** Opening RAW DATA block **
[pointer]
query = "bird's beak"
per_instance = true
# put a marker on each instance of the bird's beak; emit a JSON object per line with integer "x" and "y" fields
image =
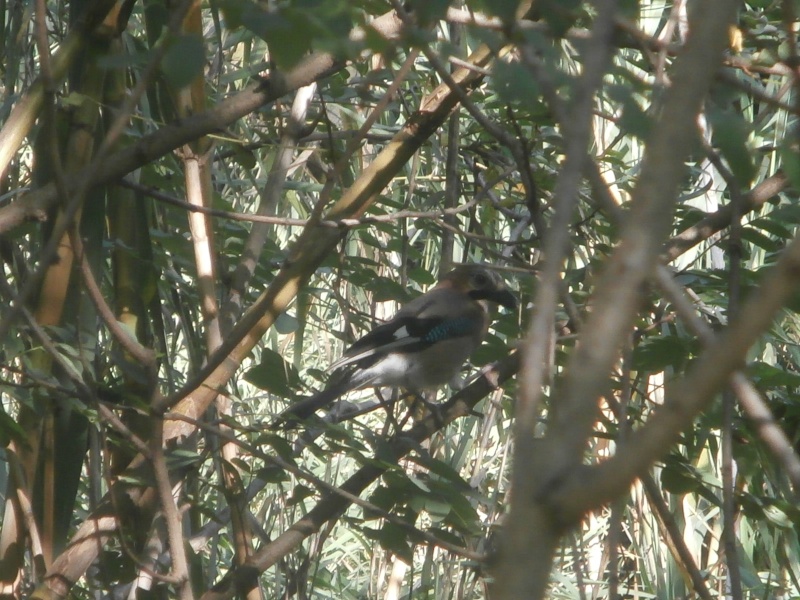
{"x": 504, "y": 298}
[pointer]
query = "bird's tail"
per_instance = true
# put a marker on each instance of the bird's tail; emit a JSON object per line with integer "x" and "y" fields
{"x": 299, "y": 411}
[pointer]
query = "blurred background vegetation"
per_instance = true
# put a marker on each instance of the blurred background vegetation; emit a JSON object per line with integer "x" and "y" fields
{"x": 202, "y": 203}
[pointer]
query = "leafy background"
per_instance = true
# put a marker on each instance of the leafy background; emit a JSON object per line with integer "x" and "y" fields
{"x": 203, "y": 203}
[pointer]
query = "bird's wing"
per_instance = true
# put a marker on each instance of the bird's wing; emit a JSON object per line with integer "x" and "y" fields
{"x": 437, "y": 316}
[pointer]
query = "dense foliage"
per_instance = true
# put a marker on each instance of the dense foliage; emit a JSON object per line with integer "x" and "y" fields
{"x": 202, "y": 204}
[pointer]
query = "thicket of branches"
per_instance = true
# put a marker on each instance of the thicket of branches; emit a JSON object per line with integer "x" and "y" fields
{"x": 202, "y": 204}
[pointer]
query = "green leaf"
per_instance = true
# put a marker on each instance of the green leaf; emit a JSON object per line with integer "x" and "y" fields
{"x": 274, "y": 375}
{"x": 730, "y": 135}
{"x": 790, "y": 161}
{"x": 513, "y": 83}
{"x": 506, "y": 10}
{"x": 659, "y": 352}
{"x": 395, "y": 539}
{"x": 184, "y": 60}
{"x": 677, "y": 477}
{"x": 11, "y": 430}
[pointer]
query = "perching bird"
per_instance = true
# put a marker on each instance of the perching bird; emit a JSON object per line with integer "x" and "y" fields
{"x": 423, "y": 346}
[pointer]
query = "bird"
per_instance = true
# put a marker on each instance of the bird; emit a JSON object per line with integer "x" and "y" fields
{"x": 423, "y": 346}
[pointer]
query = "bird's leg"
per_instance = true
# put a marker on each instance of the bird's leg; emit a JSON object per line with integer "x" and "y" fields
{"x": 388, "y": 405}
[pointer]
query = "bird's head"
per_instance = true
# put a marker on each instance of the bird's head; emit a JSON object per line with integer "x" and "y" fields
{"x": 479, "y": 283}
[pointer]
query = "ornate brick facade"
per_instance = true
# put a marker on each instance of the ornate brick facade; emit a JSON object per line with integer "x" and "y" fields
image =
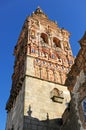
** Closing RAW DATA block **
Copy out every line of the records that the string "beak" appears in.

- **RESULT OF THE TASK**
query = "bird's beak"
# put a marker on each instance of the bird's beak; emit a JSON object per line with integer "x" and "y" fields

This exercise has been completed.